Records provided:
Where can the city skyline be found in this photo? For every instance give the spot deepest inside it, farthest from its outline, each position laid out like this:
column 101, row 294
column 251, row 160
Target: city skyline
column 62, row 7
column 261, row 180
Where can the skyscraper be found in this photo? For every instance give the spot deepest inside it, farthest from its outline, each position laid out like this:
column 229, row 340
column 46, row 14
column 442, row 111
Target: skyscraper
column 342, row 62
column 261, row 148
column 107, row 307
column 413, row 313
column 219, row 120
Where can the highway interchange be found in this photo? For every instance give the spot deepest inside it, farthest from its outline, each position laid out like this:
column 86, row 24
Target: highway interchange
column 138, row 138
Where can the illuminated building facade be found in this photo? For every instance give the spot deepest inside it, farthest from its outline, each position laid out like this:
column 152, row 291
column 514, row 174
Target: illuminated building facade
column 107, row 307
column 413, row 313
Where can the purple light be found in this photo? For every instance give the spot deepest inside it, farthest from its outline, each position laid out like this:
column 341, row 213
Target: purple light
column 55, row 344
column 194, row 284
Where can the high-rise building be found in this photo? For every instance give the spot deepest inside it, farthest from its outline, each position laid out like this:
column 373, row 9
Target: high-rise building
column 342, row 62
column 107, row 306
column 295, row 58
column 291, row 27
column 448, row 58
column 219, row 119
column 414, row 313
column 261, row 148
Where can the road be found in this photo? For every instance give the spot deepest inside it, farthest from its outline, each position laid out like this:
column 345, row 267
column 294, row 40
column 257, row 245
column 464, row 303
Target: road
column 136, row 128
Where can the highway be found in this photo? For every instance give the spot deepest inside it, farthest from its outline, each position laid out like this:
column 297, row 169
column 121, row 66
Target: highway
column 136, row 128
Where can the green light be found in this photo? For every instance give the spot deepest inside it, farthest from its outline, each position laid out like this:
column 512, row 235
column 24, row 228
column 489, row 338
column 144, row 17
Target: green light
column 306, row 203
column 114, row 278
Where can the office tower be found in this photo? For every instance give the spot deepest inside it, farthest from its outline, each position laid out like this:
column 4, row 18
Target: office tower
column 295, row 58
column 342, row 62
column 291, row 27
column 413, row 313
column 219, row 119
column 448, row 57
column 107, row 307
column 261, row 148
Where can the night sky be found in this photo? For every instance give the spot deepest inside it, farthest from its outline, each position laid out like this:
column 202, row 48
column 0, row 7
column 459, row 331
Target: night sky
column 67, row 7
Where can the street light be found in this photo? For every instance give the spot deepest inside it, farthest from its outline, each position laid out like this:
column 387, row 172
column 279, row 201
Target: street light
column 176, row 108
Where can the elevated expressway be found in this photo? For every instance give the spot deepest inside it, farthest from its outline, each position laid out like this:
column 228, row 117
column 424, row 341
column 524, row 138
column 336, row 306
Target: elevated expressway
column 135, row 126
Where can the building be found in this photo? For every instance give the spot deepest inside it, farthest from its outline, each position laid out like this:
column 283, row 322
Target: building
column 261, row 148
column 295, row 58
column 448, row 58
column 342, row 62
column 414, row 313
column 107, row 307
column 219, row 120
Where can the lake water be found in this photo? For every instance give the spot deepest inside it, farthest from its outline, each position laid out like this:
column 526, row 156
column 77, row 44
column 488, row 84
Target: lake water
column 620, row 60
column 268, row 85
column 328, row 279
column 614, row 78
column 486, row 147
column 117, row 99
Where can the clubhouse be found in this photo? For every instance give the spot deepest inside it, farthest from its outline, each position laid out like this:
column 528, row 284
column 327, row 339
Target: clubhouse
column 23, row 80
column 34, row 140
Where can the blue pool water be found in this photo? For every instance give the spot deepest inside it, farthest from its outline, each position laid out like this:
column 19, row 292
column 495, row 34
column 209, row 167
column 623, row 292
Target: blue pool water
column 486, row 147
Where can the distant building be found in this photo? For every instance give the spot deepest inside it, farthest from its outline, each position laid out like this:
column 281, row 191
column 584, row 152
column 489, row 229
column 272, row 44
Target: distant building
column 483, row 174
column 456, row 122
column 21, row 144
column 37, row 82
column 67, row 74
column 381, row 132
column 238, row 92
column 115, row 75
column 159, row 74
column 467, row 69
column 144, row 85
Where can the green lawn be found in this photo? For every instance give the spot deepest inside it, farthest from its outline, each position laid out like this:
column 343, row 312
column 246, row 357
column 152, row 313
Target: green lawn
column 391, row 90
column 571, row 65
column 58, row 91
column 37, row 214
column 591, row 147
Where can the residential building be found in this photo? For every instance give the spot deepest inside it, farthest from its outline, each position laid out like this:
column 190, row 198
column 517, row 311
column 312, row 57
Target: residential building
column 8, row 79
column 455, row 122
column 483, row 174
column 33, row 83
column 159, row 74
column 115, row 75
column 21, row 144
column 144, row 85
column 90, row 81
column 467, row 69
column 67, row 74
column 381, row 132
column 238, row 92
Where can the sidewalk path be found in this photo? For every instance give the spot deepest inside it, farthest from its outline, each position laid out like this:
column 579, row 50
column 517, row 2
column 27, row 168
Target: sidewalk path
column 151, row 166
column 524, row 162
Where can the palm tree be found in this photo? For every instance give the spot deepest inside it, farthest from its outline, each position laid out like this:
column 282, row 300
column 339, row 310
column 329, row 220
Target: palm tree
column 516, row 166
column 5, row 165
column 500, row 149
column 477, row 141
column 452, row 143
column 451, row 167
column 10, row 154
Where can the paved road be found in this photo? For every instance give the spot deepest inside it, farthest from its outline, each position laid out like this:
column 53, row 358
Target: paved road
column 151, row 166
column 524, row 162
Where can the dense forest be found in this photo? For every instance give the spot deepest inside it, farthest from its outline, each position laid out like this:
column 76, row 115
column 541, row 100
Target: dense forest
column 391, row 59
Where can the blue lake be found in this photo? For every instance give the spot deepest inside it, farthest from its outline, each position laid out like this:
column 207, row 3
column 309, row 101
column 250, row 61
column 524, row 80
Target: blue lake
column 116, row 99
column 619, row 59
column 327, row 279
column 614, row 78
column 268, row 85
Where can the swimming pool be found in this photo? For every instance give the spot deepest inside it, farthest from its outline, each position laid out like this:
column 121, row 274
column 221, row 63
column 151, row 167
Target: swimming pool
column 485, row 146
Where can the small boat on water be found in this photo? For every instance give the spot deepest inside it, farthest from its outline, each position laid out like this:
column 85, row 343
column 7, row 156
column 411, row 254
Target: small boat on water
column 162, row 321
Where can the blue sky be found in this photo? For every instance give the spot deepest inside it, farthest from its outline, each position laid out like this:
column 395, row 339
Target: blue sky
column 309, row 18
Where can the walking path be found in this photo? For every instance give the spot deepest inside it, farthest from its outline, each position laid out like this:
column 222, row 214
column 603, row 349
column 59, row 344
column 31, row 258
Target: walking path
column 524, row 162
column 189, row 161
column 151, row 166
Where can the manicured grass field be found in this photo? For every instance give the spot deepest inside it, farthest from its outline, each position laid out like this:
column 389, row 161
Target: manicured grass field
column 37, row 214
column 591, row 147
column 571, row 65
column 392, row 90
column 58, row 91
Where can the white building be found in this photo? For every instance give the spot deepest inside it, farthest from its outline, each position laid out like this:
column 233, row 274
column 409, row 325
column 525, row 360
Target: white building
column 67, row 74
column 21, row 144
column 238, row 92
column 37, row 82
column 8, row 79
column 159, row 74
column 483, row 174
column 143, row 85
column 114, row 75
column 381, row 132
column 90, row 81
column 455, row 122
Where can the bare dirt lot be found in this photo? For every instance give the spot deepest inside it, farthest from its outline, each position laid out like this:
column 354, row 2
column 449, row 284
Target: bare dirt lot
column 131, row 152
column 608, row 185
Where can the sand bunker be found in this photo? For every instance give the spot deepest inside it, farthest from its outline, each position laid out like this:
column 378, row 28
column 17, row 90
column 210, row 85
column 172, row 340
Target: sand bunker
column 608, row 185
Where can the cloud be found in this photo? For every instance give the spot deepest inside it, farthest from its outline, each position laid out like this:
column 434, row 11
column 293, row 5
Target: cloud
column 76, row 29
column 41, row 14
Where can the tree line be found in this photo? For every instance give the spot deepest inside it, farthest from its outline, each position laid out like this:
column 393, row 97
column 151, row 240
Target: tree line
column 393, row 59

* * *

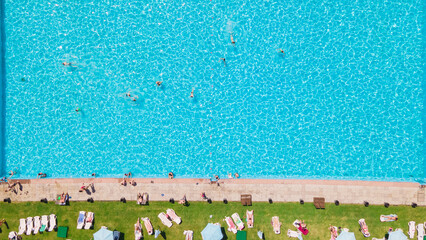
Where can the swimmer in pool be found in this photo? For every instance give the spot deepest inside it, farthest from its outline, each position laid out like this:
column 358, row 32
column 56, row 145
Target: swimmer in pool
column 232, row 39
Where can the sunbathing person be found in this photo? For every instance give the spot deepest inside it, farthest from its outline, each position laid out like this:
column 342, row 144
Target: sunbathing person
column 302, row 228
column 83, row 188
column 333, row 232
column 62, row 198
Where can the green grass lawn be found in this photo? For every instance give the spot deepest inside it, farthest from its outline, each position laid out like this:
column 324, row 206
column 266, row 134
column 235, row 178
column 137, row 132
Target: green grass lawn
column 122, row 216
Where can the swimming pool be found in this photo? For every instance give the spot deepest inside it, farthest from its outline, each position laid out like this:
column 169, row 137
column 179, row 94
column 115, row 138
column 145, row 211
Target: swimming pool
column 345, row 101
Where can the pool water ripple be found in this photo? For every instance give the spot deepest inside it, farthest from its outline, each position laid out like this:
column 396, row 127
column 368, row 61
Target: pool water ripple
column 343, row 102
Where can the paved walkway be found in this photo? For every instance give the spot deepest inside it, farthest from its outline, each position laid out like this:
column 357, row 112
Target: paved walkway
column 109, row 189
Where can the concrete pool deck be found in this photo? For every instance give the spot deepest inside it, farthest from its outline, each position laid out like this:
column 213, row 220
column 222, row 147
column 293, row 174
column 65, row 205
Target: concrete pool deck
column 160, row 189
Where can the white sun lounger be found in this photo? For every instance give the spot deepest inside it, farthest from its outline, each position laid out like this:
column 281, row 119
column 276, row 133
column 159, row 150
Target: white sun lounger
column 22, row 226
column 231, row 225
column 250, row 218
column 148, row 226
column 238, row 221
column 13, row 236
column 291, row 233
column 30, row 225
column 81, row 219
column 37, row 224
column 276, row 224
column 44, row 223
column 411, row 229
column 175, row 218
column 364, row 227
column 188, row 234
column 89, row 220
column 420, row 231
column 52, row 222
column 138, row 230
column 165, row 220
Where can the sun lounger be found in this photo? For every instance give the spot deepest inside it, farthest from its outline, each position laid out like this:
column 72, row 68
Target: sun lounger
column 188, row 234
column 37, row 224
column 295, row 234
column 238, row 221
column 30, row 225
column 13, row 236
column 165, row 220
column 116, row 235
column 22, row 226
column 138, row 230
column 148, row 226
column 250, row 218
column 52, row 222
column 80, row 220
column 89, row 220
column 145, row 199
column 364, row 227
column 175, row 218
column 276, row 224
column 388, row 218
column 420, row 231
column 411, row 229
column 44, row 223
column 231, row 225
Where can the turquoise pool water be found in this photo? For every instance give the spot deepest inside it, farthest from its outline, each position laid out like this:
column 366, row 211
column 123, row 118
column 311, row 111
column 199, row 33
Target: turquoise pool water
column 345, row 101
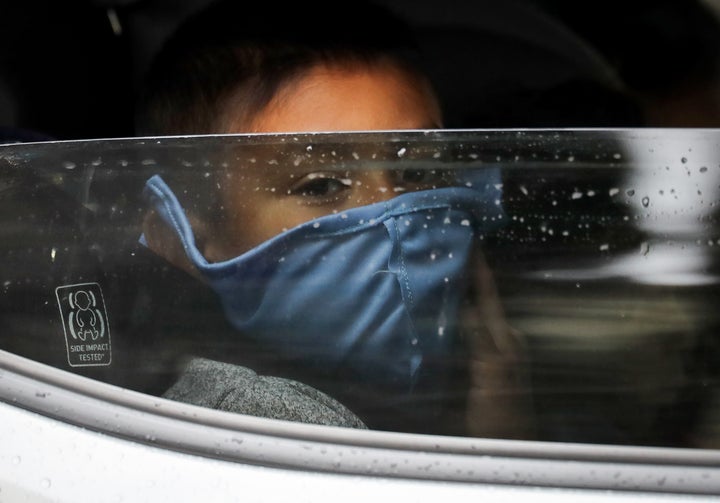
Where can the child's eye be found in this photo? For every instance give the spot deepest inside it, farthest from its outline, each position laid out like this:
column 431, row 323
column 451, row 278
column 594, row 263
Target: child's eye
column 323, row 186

Written problem:
Copy the listing above word for word, starting at the line containing "Where can the city" and ending at the line containing "column 261, row 180", both included.

Exercise answer:
Where can the city skyline be found in this photo? For every instance give the spot deepest inside it, farthest from its outline, each position laid out like this:
column 101, row 294
column 251, row 160
Target: city skyline
column 62, row 7
column 261, row 180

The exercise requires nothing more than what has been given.